*Quoted passage*:
== Segment start ==
Writing for entertainment.ie, Karen Lawler criticized lyrics like "you could be my Coca Cola, let me sip it up" for acting as a substitute for the "articulate rhymes on which [will.i.am] built his reputation", Brent Faulkner from PopMatters agreed that the lyrical content was sub-par, and called the song itself "utterly ridiculous". Mesfin Fekadu from The Huffington Post called Cyrus' contributions to the song "forgettable". Gregory Hicks of The Michigan Daily compared "Fall Down" to "Die Young" and "Crazy Kids" by American recording artist Kesha, all three of which were produced by Dr. Luke, which Hicks felt indicated that "Dr. Luke's production and writing continues to dwindle as he copy and pastes his work with Ke$ha onto this will.i.am track."

==Commercial performance==
In the United States, "Fall Down" peaked at number 58 on the Billboard Hot 100. It also charted at number four on the Dance/Electronic Songs component chart. The track reached number 15 on the Canadian Hot 100, which is also organized by Billboard. In Europe, the track experienced varying commercial success. "Fall Down" peaked at number 17 on the Irish Singles Chart, and charted at number 37 on the Swedish Sverigetopplistan. It reached number 45 on the Ö3 Austria Top 40 and number 43 on the French SNEP. The track respectively peaked at numbers 50 and 52 on the Wallonia Ultratop and the Flanders Ultratip in Belgian, and respectively reached numbers five and 30 on the Dance charts in each region. It also charted at number 59 on the Swiss Hitparade. In Oceania, "Fall Down" respectively peaked at numbers 14 and 15 on the Australian ARIA Charts and the Official New Zealand Music Chart; it was certified platinum in Australia, and gold in New Zealand.

==Credits and personnel==
Credits adapted from the liner notes of #willpower.
== Segment end ==
[Referring expression data]
== Segment start ==
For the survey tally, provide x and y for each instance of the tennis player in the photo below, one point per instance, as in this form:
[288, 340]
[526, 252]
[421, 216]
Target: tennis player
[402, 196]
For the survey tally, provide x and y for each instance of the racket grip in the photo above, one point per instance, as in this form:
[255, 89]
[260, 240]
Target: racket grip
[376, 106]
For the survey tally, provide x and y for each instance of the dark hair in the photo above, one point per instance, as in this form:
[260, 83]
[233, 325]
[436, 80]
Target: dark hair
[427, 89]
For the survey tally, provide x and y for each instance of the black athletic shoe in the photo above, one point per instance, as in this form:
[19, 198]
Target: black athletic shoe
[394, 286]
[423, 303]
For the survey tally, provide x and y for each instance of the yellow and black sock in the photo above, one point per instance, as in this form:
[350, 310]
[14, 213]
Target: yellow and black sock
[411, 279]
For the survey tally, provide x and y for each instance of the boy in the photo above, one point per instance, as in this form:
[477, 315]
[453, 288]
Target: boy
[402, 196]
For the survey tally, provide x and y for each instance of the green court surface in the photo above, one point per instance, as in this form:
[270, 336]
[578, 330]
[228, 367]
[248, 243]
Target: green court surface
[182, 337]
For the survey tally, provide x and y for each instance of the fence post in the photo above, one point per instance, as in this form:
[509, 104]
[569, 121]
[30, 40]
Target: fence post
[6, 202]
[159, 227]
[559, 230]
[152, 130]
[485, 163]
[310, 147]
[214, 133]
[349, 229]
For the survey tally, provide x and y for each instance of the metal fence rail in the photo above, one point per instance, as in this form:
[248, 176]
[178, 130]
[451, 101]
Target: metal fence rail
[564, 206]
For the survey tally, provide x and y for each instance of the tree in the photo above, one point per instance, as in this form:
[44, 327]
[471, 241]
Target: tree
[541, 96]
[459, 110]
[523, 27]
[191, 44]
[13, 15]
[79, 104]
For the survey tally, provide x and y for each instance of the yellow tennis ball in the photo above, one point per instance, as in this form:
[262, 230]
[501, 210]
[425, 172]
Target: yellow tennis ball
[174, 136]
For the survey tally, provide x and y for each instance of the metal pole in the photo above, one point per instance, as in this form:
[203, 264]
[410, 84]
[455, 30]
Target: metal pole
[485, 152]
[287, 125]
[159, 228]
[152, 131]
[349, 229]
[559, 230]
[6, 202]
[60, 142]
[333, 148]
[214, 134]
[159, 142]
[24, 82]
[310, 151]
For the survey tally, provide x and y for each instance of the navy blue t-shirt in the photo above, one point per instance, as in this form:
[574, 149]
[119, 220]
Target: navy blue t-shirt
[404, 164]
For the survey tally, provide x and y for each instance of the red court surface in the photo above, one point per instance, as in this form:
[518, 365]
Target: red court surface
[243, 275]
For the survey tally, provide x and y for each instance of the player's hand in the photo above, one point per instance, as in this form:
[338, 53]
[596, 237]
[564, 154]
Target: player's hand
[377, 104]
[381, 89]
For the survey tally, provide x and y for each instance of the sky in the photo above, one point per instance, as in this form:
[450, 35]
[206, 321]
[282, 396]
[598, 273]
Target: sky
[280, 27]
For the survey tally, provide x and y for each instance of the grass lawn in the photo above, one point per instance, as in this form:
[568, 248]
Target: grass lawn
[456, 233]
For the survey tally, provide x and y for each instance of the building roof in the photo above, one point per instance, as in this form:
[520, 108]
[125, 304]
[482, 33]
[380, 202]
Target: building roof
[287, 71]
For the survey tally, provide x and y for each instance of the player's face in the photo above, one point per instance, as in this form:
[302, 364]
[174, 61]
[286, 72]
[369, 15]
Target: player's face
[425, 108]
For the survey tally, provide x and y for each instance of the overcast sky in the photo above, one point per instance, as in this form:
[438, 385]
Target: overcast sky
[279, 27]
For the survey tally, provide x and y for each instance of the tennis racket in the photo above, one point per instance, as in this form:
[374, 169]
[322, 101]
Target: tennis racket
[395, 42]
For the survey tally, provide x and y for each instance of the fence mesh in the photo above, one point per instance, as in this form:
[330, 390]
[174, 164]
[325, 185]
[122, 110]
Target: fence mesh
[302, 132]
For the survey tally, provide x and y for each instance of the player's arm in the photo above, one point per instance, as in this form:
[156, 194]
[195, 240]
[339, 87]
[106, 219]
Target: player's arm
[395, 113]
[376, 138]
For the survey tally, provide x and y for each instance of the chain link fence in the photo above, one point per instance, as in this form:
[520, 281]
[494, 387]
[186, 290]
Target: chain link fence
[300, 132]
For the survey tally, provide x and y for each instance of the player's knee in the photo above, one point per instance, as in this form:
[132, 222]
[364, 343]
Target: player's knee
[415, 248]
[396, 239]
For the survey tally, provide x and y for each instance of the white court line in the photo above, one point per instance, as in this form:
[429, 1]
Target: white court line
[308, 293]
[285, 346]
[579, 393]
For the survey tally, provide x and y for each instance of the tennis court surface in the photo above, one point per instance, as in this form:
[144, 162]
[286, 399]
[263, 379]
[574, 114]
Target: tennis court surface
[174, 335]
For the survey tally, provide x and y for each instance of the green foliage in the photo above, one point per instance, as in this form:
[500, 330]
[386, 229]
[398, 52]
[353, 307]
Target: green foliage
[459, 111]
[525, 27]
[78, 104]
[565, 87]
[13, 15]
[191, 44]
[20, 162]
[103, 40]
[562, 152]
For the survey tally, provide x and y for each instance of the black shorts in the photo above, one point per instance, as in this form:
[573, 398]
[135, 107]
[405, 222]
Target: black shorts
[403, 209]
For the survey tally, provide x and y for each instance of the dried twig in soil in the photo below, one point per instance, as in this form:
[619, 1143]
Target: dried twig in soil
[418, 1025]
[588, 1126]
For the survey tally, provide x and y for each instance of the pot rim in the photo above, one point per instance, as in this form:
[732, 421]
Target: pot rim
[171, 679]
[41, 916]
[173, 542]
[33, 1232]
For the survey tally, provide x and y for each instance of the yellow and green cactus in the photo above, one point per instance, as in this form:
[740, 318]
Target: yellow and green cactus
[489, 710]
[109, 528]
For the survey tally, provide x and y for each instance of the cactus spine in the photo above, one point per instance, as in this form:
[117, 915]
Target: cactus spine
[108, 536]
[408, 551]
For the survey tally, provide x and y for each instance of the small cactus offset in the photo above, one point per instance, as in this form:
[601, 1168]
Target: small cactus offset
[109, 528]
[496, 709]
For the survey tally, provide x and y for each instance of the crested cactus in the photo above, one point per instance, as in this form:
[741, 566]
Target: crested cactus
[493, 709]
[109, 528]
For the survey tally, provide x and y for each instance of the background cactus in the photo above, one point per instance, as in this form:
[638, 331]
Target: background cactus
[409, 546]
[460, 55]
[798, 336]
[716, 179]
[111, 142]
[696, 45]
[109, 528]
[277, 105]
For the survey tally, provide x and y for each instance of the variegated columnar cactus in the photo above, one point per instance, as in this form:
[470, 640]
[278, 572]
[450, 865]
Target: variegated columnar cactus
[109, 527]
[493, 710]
== Segment end ==
*Problems to solve*:
a - Please decide whether each statement agrees with the "Fall Down" text, answering yes or no and quoting the deciding words: (i) "Fall Down" peaked at number 58 on the Billboard Hot 100; (ii) the track was certified gold in Australia; (iii) the track reached number 15 on the Canadian Hot 100.
b - According to the "Fall Down" text, what position did the track reach on the Dance/Electronic Songs component chart?

*Your written answers*:
a -
(i) Yes: "peaked at number 58 on the Billboard Hot 100"
(ii) No: "it was certified platinum in Australia, and gold in New Zealand"
(iii) Yes: "The track reached number 15 on the Canadian Hot 100"

b - Number four.